== Input rows ==
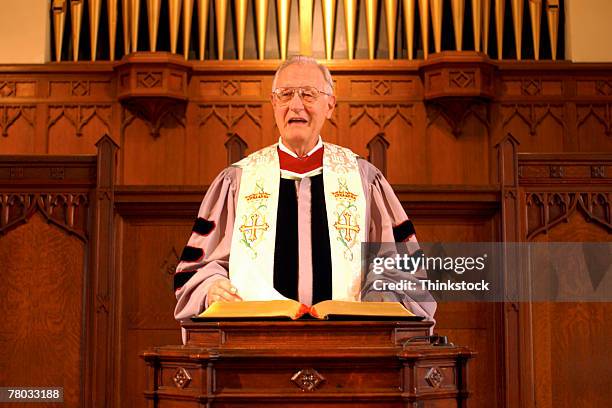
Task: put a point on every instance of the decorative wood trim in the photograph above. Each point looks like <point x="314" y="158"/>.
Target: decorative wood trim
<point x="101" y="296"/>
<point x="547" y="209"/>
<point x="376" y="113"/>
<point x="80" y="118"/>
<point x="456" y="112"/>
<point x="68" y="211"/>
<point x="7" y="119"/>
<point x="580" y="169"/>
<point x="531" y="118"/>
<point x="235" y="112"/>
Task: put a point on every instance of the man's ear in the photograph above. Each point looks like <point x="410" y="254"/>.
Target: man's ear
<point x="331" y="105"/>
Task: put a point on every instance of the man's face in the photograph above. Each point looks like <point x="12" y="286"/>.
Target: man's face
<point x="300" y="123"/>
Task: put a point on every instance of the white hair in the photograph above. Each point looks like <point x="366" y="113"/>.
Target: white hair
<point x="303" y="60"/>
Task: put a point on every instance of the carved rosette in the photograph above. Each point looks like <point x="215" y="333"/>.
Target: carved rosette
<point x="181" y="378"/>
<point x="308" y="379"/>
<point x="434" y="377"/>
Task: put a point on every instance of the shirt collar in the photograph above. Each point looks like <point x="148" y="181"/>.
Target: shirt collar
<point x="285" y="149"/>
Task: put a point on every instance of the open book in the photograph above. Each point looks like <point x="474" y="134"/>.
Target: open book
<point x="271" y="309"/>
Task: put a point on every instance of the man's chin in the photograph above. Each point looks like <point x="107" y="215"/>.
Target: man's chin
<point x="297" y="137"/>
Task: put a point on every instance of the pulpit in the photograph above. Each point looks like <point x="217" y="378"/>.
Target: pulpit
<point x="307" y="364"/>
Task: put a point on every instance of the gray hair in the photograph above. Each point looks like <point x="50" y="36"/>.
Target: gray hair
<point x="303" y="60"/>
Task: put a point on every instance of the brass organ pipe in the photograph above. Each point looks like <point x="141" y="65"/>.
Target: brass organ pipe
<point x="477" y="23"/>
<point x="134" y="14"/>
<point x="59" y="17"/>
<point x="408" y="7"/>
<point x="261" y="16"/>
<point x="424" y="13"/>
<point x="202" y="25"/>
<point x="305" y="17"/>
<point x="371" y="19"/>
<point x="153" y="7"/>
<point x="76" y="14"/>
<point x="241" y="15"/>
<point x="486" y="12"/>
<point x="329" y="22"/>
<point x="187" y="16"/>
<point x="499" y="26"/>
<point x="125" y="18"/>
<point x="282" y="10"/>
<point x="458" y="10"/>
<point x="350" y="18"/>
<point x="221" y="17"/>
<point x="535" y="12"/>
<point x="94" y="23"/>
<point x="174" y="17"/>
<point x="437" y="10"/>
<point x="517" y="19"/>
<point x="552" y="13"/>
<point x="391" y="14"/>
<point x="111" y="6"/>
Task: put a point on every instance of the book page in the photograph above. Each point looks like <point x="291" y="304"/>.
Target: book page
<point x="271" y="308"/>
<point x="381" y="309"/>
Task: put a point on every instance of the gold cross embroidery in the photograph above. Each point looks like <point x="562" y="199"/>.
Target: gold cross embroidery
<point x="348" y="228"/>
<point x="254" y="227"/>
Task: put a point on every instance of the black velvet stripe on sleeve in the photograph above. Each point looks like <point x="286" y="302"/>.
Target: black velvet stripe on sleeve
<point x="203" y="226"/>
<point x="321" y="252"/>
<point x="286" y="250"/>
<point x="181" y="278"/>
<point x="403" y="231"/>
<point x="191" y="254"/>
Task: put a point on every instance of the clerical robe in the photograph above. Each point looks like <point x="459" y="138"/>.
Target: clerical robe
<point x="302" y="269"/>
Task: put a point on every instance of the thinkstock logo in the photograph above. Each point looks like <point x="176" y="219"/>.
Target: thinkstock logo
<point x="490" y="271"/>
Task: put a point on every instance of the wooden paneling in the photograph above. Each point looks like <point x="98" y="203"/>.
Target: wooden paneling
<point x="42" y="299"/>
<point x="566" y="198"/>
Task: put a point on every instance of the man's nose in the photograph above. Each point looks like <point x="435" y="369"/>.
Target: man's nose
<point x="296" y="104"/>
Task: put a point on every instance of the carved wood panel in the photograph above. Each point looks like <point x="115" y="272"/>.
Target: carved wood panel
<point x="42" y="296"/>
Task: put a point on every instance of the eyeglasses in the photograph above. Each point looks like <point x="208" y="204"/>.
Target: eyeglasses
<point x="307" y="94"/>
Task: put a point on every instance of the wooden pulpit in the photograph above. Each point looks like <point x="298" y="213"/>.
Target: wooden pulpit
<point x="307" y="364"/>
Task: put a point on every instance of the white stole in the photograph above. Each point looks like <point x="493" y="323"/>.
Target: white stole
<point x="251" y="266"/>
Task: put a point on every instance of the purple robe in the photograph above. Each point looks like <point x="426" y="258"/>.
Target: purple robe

== What to produce ==
Reproduce the full listing above verbatim, with no pictures included.

== Final result ==
Task: put a point on every instance of the decorative wood trim in the photograph above. Each point looks like <point x="314" y="158"/>.
Target: decorative wood trim
<point x="101" y="296"/>
<point x="547" y="209"/>
<point x="376" y="113"/>
<point x="80" y="118"/>
<point x="456" y="112"/>
<point x="68" y="211"/>
<point x="7" y="119"/>
<point x="580" y="169"/>
<point x="531" y="118"/>
<point x="235" y="112"/>
Task: put a point on every instance of the man's ear in the photograph above. Each point looks like <point x="410" y="254"/>.
Target: man's ear
<point x="331" y="105"/>
Task: put a point on every instance of the man's face in the photograph above. Each point looks like <point x="12" y="286"/>.
Target: man's face
<point x="300" y="123"/>
Task: put a point on every instance of the white hair in the photograph above. Each point looks like <point x="366" y="113"/>.
Target: white hair
<point x="303" y="60"/>
Task: put a point on every instance of the carved rosette in the photograph above. Each point looks like <point x="215" y="333"/>.
Target: carved rosette
<point x="181" y="378"/>
<point x="308" y="379"/>
<point x="434" y="377"/>
Task: put a point on every instance of the shirt collar in the photograph above. Each point looks like <point x="148" y="181"/>.
Target: shirt collar
<point x="285" y="149"/>
Task: put a point on every instance of the open book in the photograph above. Each point looks like <point x="474" y="134"/>.
Target: open book
<point x="271" y="309"/>
Task: put a point on every instance of the man's chin in the photograph above. Each point looks like <point x="107" y="215"/>.
Target: man's chin
<point x="297" y="137"/>
Task: put a point on every instance of the pulpit in the photograph above. Each point looks like <point x="217" y="378"/>.
Target: pulpit
<point x="307" y="364"/>
Task: put a point on every instance of the gray hair in the photograph above. Each point looks like <point x="50" y="36"/>.
Target: gray hair
<point x="303" y="60"/>
Task: put a point on every instance of the brass organ pipe in the photograph above. Each point looks like <point x="141" y="65"/>.
Target: brass organ pipe
<point x="477" y="23"/>
<point x="134" y="14"/>
<point x="59" y="17"/>
<point x="408" y="7"/>
<point x="261" y="16"/>
<point x="424" y="13"/>
<point x="202" y="25"/>
<point x="305" y="17"/>
<point x="371" y="19"/>
<point x="153" y="7"/>
<point x="76" y="14"/>
<point x="241" y="15"/>
<point x="486" y="12"/>
<point x="329" y="22"/>
<point x="187" y="16"/>
<point x="499" y="26"/>
<point x="125" y="18"/>
<point x="282" y="10"/>
<point x="458" y="10"/>
<point x="350" y="18"/>
<point x="221" y="17"/>
<point x="535" y="12"/>
<point x="94" y="23"/>
<point x="174" y="17"/>
<point x="437" y="10"/>
<point x="517" y="19"/>
<point x="552" y="13"/>
<point x="391" y="14"/>
<point x="111" y="6"/>
Task: put a point on every instance of the book page in the photograph above. Each point looks like <point x="291" y="304"/>.
Target: book page
<point x="271" y="308"/>
<point x="381" y="309"/>
Task: put a point on every instance of the gold cross embroidery in the photograph above. Each point looks like <point x="562" y="199"/>.
Target: gold cross embroidery
<point x="348" y="228"/>
<point x="254" y="227"/>
Task: put a point on every instance of the black velvet stripe on sleeve in the photograph above. Each point looks like <point x="286" y="302"/>.
Target: black velvet stripe on sleeve
<point x="203" y="226"/>
<point x="321" y="252"/>
<point x="286" y="250"/>
<point x="181" y="278"/>
<point x="403" y="231"/>
<point x="191" y="254"/>
Task: put a point on every instance of the clerical robe in the photograph above. Each point looks like <point x="459" y="138"/>.
Target: clerical robe
<point x="302" y="269"/>
Task: put a point on every instance of the thinkstock logo in the photograph above. Each point looks like <point x="176" y="219"/>.
Target: thinkstock logo
<point x="490" y="271"/>
Task: put a point on every instance of the wooden paneling in the photograph above. Each point looks like <point x="98" y="203"/>.
Target: wooden paneling
<point x="42" y="299"/>
<point x="566" y="198"/>
Task: put a point on every instance of the man's nose in the photograph above. Each point looks like <point x="435" y="369"/>.
Target: man's nose
<point x="296" y="104"/>
Task: put a point on every instance of the carved wood panel in the photograph above. Each point looks like <point x="115" y="272"/>.
Target: carved wood panel
<point x="42" y="296"/>
Task: put a point on every instance of the eyeglasses in the photograph above. Each point looks like <point x="208" y="204"/>.
Target: eyeglasses
<point x="307" y="94"/>
Task: put a point on every instance of the wooden pulpit in the photograph above. Each point looks like <point x="298" y="213"/>.
Target: wooden pulpit
<point x="307" y="364"/>
Task: put a point on every instance of the white stole in the photograph above. Each point looks like <point x="493" y="323"/>.
Target: white stole
<point x="251" y="266"/>
Task: put a point on every instance of the purple robe in the photograph above. Each point looks like <point x="426" y="258"/>.
Target: purple robe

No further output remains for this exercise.